Pointing records for named objects:
━━━━━━━━━━━━━━━━━━━━━━━━━━━━━━
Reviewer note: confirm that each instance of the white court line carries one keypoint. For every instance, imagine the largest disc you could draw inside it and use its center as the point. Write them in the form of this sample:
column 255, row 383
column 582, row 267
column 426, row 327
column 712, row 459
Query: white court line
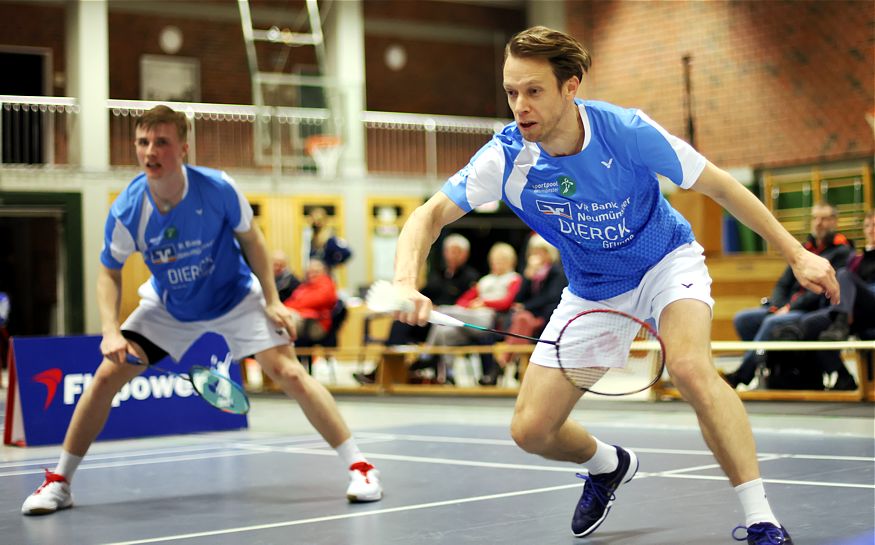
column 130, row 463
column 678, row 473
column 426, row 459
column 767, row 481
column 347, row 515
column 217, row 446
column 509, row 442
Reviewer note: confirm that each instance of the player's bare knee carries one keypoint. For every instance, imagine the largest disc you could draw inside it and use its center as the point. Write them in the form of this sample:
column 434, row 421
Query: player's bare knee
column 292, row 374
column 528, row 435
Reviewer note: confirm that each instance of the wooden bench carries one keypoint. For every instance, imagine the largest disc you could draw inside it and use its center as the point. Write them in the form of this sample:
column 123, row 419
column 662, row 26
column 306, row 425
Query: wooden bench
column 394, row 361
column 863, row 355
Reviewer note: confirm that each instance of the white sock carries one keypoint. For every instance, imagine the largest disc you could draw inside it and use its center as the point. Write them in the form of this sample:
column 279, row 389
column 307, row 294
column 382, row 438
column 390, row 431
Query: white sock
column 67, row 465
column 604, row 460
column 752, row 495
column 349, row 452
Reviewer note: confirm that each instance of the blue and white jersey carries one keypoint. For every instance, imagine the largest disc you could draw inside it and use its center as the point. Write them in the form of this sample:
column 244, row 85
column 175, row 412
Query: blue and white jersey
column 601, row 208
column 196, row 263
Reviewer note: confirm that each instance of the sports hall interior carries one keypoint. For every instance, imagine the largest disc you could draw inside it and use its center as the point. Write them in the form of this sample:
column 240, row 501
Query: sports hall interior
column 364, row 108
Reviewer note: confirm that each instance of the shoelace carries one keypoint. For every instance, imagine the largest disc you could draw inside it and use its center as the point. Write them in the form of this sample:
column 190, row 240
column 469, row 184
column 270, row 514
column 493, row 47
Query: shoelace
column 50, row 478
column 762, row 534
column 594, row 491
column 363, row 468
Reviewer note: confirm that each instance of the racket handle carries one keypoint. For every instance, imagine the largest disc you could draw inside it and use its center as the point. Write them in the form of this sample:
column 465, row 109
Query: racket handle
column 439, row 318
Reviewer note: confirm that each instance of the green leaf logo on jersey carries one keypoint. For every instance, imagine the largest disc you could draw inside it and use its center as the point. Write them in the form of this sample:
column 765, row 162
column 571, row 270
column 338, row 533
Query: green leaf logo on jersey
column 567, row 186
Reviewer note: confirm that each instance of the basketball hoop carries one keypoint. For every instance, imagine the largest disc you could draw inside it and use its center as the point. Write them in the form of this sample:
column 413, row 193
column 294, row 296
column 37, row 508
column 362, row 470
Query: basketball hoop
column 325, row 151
━━━━━━━━━━━━━━━━━━━━━━━━━━━━━━
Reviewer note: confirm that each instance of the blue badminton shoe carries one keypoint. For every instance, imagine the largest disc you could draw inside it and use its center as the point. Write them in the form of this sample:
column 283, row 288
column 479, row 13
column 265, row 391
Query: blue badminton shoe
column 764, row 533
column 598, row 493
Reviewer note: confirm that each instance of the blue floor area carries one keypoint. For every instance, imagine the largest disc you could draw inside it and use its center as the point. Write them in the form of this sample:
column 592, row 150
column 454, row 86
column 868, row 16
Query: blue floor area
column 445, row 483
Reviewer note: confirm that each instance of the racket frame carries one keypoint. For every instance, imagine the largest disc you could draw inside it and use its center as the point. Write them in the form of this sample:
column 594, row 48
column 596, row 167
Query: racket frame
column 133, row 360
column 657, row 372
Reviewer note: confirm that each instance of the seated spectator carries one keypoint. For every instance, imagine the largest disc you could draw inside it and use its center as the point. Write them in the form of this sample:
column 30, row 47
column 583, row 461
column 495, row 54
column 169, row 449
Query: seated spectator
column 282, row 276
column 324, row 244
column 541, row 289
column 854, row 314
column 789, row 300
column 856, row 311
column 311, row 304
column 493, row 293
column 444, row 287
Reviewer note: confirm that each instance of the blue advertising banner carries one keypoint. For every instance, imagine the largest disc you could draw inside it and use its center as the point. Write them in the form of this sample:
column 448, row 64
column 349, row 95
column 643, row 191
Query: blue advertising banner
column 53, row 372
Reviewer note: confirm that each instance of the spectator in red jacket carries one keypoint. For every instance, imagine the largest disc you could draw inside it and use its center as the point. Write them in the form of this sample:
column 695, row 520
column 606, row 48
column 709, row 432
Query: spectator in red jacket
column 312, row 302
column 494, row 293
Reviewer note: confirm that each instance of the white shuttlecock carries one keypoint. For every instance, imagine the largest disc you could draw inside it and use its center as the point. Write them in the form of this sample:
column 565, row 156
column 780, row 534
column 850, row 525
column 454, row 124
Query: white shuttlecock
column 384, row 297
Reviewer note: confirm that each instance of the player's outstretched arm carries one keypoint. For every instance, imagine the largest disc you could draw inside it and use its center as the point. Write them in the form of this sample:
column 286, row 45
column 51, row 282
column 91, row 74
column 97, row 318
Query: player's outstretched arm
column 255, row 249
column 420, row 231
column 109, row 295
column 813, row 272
━━━━━━━━━━━━━━━━━━━━━━━━━━━━━━
OBJECTIVE:
In the stretch from the line containing "Reviewer note: confirm that each instance of the white court" through the line containing "column 196, row 263", swap "Query" for "Target" and reproduce those lines of the material with nothing else altered. Leave the pictures out of your answer.

EXERCISE RESULT:
Reviewer note: confirm that each instance of the white court line carries one keypoint. For every instance, imagine the largest disc you could draw inside it and use its center as the point. Write them in the form of this sample:
column 255, row 383
column 582, row 267
column 426, row 327
column 712, row 459
Target: white court line
column 130, row 463
column 678, row 473
column 426, row 459
column 767, row 481
column 347, row 515
column 217, row 446
column 509, row 442
Reviewer note: confirm that each instance of the player's bare knee carries one keypoint. For every instance, imagine the largest disc you could draw inside it and use its center as the point. Write them in the form of this sample:
column 434, row 421
Target: player's bare knee
column 292, row 374
column 528, row 435
Reviewer note: confirm that each instance of the wooden bench carries one keypoint. For every instance, imagine the largest disc you could draw inside it and use its center as the point. Write them in the form of this sample:
column 123, row 419
column 662, row 26
column 306, row 425
Target: wooden bench
column 394, row 361
column 863, row 355
Reviewer note: confirm that each instance of the white sock carries one keypoint. For every instance, imagine the largest disc you could draw inside it and use its center as the point. Write them in the form of this sample:
column 279, row 389
column 307, row 294
column 382, row 438
column 390, row 431
Target: white sock
column 67, row 465
column 604, row 460
column 752, row 495
column 349, row 452
Reviewer note: confirm that each instance of the blue and white jersey carries one keypoint. For every instance, imagine the largest disc you could draw inside it and use its center as the point. Write them in the form of this sample:
column 244, row 85
column 175, row 412
Target: blue and white jersey
column 601, row 208
column 196, row 263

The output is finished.